_TRY IT_. Could you copy all of the records below exactly as they appear?

(Dataset items)
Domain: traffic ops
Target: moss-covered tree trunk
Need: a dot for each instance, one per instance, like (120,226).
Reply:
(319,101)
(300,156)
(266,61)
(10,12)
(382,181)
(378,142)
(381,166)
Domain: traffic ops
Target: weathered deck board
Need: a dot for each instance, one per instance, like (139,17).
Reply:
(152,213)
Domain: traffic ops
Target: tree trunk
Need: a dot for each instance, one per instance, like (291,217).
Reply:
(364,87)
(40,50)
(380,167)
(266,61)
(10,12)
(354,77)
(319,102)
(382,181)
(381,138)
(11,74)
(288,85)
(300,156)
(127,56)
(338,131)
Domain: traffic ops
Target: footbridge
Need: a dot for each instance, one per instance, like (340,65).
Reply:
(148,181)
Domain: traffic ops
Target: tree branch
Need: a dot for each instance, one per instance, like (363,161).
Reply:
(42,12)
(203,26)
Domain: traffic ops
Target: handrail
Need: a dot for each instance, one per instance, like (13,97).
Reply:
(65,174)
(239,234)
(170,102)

_EXERCISE RESPONSE_.
Domain: traffic ops
Target: moss-covered tree trunk
Need: a dot for each instance, one per instance, like (120,226).
Reply:
(319,101)
(300,156)
(266,61)
(10,12)
(382,181)
(378,142)
(381,166)
Domain: traffic ops
Target: weathered deck board
Need: a dot for each instance, one per instance, like (139,17).
Reply:
(152,213)
Domain: traffic ops
Target: tree trunk
Need: a dot for each instance, one per instance, like (291,217).
Reply:
(364,87)
(40,50)
(380,167)
(266,61)
(10,12)
(354,77)
(319,102)
(382,181)
(381,138)
(11,74)
(288,85)
(300,156)
(127,56)
(338,131)
Domain: traffic ops
Target: footbridge
Need: a dot for each instance, one per instance, like (340,65).
Reply:
(148,181)
Domain: traffic ops
Target: tree branch
Need: a dot for each instance, one per instance, like (363,161).
Reply:
(42,12)
(203,26)
Domain: traffic ops
Target: handrail
Need: a dot for each instance, one per instance, like (13,97).
Reply:
(65,174)
(239,234)
(170,102)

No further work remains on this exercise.